Task requirements ::
1 > In the Palmarès thread, what price did the buyer say was paid for the frame?
2 > Copy out the stretch of the Palmarès thread from "I'd buy another" through "LOVE this bike.".

Excerpt ::

******

# 2001 Palmarès...



## TurboTurtle (Feb 4, 2004)

I’m looking at what I believe to be a 2001 Palmarès. 6/4 Ti; was used by RLX Polo; shaped tubes... Any thoughts?

TIA
TF


----------



## Mashmaniac (Jun 21, 2004)

I have a 2001 Palmares. What would you like to know. Super stiff in the bottom bracket, climbs great, stiffer than my 2001 Vortex. What kind of price are you looking at?


----------



## TurboTurtle (Feb 4, 2004)

Mashmaniac said:


> I have a 2001 Palmares. What would you like to know. Super stiff in the bottom bracket, climbs great, stiffer than my 2001 Vortex. What kind of price are you looking at?


Thanks for replying, but too late. Another member of this forum now owns (stole) it. - TF

http://forums.roadbikereview.com/showthread.php?t=88099&highlight=palmares


----------



## Mashmaniac (Jun 21, 2004)

Was this an ebay sell. I was curious what it went for just to get an idea of the current market price for a Palmares frame. What size was it?

I'd buy another if I had the chance.


----------



## IGotNuthin' (Feb 20, 2004)

*Yep*

Yep, snagged it when the ebay seller relisted and I believe just plain forgot to reset the reserve price! $500 and change. The loose rivnut for the water bottle bolt was a $10 fix. 

I LOVE this bike.

I still owe Turbo Turtle a beer for help with the i.d.


----------

******

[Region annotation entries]
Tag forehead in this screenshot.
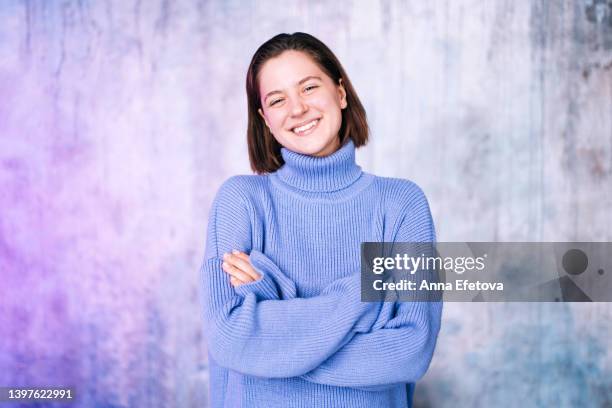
[259,50,331,92]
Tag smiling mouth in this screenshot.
[291,119,321,136]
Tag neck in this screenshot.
[276,139,362,192]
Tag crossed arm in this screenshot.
[202,178,441,389]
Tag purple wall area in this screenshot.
[0,0,612,407]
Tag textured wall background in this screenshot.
[0,0,612,407]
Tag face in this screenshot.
[259,51,346,156]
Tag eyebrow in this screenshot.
[264,75,322,102]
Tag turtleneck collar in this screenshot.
[276,139,362,192]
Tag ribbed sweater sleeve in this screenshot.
[227,178,442,391]
[302,185,442,391]
[201,178,380,378]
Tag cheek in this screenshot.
[267,109,285,129]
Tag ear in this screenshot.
[257,108,270,129]
[338,78,348,109]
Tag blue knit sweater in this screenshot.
[201,141,442,408]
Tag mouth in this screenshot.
[291,119,321,136]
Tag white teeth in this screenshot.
[293,119,319,133]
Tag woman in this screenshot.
[202,33,441,408]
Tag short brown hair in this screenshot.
[246,32,369,174]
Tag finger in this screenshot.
[232,251,251,262]
[225,254,259,280]
[222,262,253,283]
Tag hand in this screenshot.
[222,250,261,287]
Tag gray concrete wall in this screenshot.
[0,0,612,407]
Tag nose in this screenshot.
[291,96,308,116]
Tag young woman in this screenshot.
[202,33,441,408]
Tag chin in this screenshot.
[286,137,330,156]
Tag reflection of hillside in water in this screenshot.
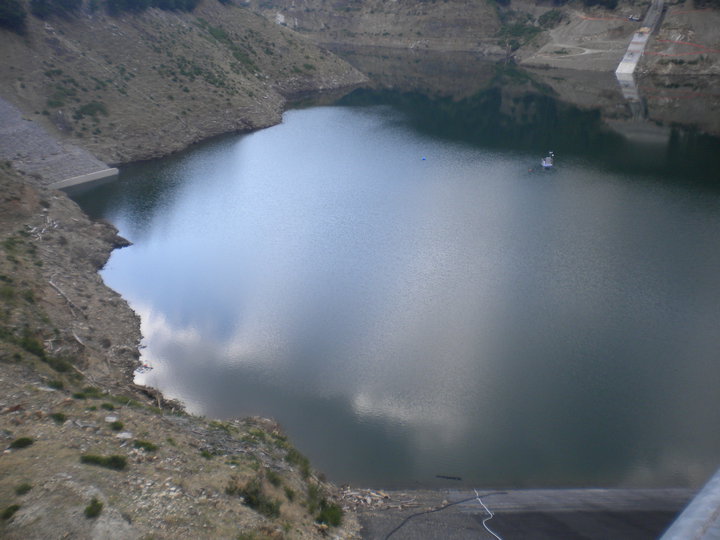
[339,49,720,183]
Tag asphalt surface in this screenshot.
[358,489,695,540]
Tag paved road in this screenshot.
[359,489,694,540]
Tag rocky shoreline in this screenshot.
[0,165,358,539]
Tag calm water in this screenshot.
[73,87,720,487]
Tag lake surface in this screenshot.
[71,85,720,488]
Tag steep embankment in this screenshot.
[0,0,364,540]
[250,0,503,54]
[0,165,357,540]
[0,0,365,163]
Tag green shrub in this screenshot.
[85,497,103,519]
[265,470,282,487]
[10,437,35,448]
[80,454,127,471]
[50,413,67,424]
[15,482,32,495]
[73,101,108,120]
[315,500,343,527]
[0,504,20,520]
[285,448,310,478]
[237,478,280,518]
[133,440,158,452]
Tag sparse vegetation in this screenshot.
[49,413,67,424]
[133,440,158,452]
[15,482,32,495]
[315,500,343,527]
[85,497,103,519]
[0,504,20,521]
[285,448,310,478]
[10,437,35,449]
[225,477,280,518]
[80,454,127,471]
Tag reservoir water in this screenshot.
[77,82,720,488]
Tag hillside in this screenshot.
[0,166,357,540]
[0,0,365,163]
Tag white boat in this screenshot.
[540,152,555,169]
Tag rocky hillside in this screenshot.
[0,0,365,163]
[0,166,357,540]
[245,0,502,53]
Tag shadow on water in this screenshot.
[330,49,720,191]
[70,51,720,487]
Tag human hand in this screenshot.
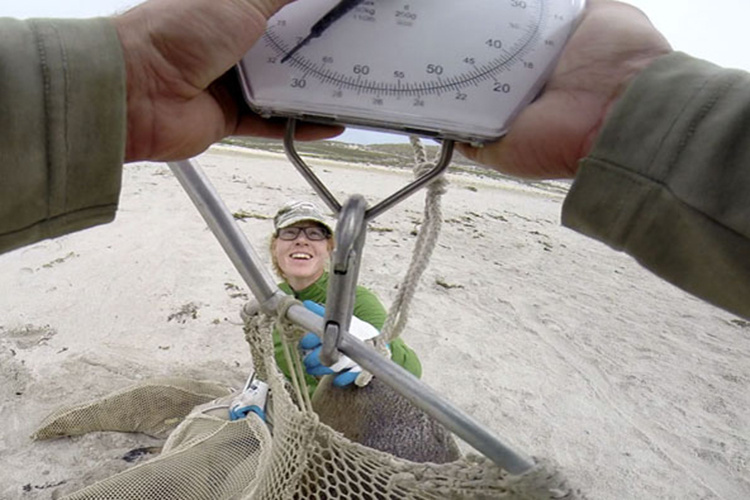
[112,0,343,161]
[458,0,671,179]
[299,300,380,387]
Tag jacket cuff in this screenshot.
[562,53,750,316]
[0,18,126,251]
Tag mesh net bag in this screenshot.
[32,378,230,440]
[32,308,578,500]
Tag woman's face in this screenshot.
[272,221,331,291]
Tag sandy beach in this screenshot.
[0,146,750,500]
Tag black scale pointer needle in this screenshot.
[281,0,363,64]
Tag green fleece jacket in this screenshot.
[273,273,422,395]
[0,18,750,318]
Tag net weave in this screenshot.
[35,315,576,500]
[33,140,581,500]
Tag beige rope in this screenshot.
[354,136,448,387]
[382,136,448,342]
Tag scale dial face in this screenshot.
[239,0,585,143]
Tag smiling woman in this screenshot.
[270,201,422,395]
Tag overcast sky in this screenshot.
[0,0,750,142]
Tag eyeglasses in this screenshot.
[276,226,329,241]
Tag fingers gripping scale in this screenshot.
[239,0,585,143]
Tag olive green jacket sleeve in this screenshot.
[0,18,125,253]
[563,53,750,318]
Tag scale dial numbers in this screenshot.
[240,0,583,142]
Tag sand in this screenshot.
[0,143,750,500]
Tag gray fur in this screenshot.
[312,376,461,464]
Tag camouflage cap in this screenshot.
[273,201,333,234]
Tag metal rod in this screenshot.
[168,160,279,308]
[365,139,455,221]
[169,160,533,474]
[284,118,341,215]
[284,118,455,221]
[287,305,534,474]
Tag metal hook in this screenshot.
[320,195,367,366]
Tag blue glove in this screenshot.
[299,300,380,387]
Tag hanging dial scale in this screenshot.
[239,0,584,143]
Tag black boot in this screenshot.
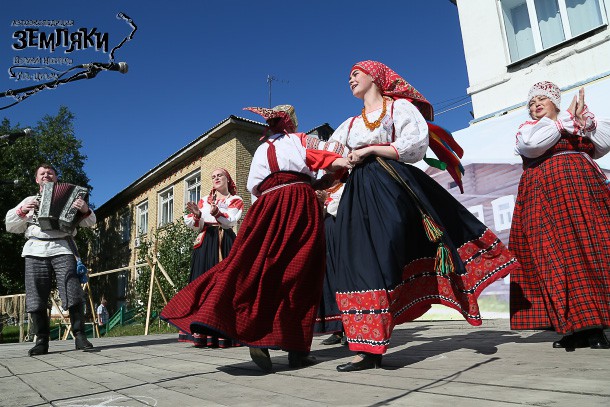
[250,348,273,373]
[70,304,93,350]
[28,311,49,356]
[322,332,343,345]
[553,334,576,352]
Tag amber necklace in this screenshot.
[362,98,386,131]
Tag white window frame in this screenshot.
[184,171,201,203]
[491,195,515,232]
[466,205,485,224]
[497,0,608,65]
[158,186,174,227]
[136,199,148,238]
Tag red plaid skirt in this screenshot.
[161,172,325,351]
[510,143,610,334]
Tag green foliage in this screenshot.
[0,106,91,295]
[130,222,195,318]
[104,319,178,337]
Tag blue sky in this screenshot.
[0,0,471,206]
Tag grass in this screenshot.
[0,319,178,343]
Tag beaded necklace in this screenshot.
[362,98,386,131]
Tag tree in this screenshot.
[0,106,92,295]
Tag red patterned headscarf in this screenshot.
[244,105,299,134]
[350,61,434,121]
[208,168,237,202]
[525,81,561,111]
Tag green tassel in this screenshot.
[434,242,455,276]
[422,214,443,243]
[424,157,447,171]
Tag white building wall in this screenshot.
[457,0,610,122]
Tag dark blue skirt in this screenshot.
[330,157,519,354]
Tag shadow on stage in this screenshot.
[218,325,557,376]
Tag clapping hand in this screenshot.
[568,88,586,127]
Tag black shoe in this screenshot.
[74,332,93,350]
[28,336,49,356]
[288,352,318,369]
[250,348,273,373]
[322,334,342,345]
[553,335,576,350]
[337,353,381,372]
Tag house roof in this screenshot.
[96,115,266,216]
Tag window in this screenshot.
[491,195,515,232]
[136,201,148,235]
[468,205,485,224]
[119,211,131,243]
[184,174,201,203]
[159,188,174,226]
[499,0,605,62]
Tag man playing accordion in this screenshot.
[5,164,96,356]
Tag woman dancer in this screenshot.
[330,61,519,372]
[161,105,348,372]
[510,82,610,350]
[178,168,244,348]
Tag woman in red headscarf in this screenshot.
[330,61,519,372]
[178,168,244,348]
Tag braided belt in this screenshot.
[261,181,309,195]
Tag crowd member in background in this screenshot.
[178,168,244,348]
[510,81,610,350]
[161,105,347,372]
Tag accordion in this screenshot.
[37,182,89,234]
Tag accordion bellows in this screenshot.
[38,182,89,234]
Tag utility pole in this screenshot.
[267,75,288,109]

******

Solutions to each task ::
1 > $500 and change.

2 >
I'd buy another if I had the chance.


----------



## IGotNuthin' (Feb 20, 2004)

*Yep*

Yep, snagged it when the ebay seller relisted and I believe just plain forgot to reset the reserve price! $500 and change. The loose rivnut for the water bottle bolt was a $10 fix. 

I LOVE this bike.